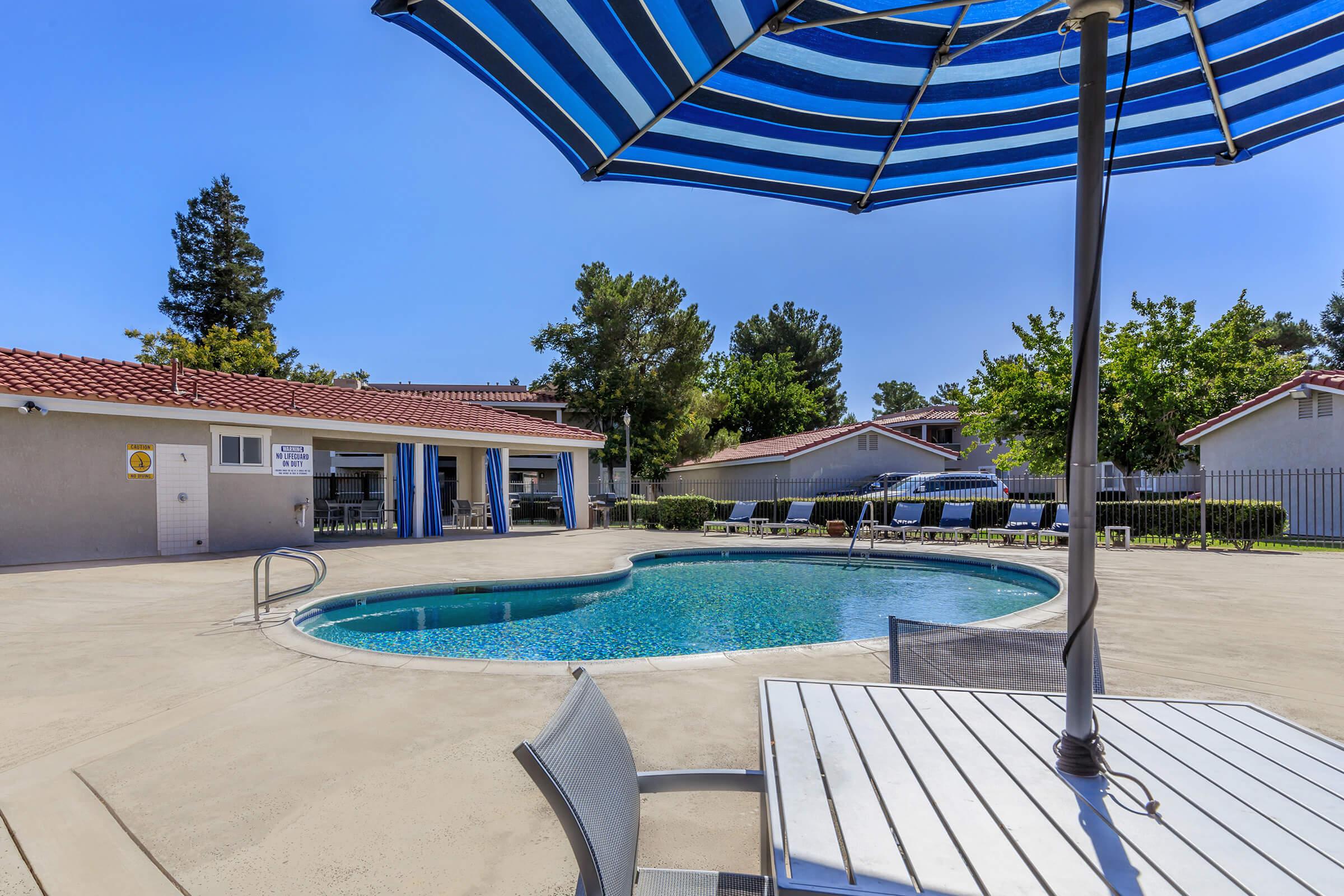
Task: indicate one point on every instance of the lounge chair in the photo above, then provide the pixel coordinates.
(956, 520)
(797, 517)
(582, 765)
(740, 519)
(929, 654)
(1057, 530)
(905, 520)
(1025, 520)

━━━━━━━━━━━━━━━━━━━━━━━━━━━━━━

* _ACTIVITY_: An exact retyping of the entries, without images, is the required answer.

* _SOLUTION FOR THIS EXERCISE_:
Task: indicate one point on every instance of the lounge chair in the photo above, then provide the pixel coordinates.
(956, 520)
(797, 517)
(582, 765)
(740, 519)
(929, 654)
(1057, 530)
(905, 520)
(1025, 520)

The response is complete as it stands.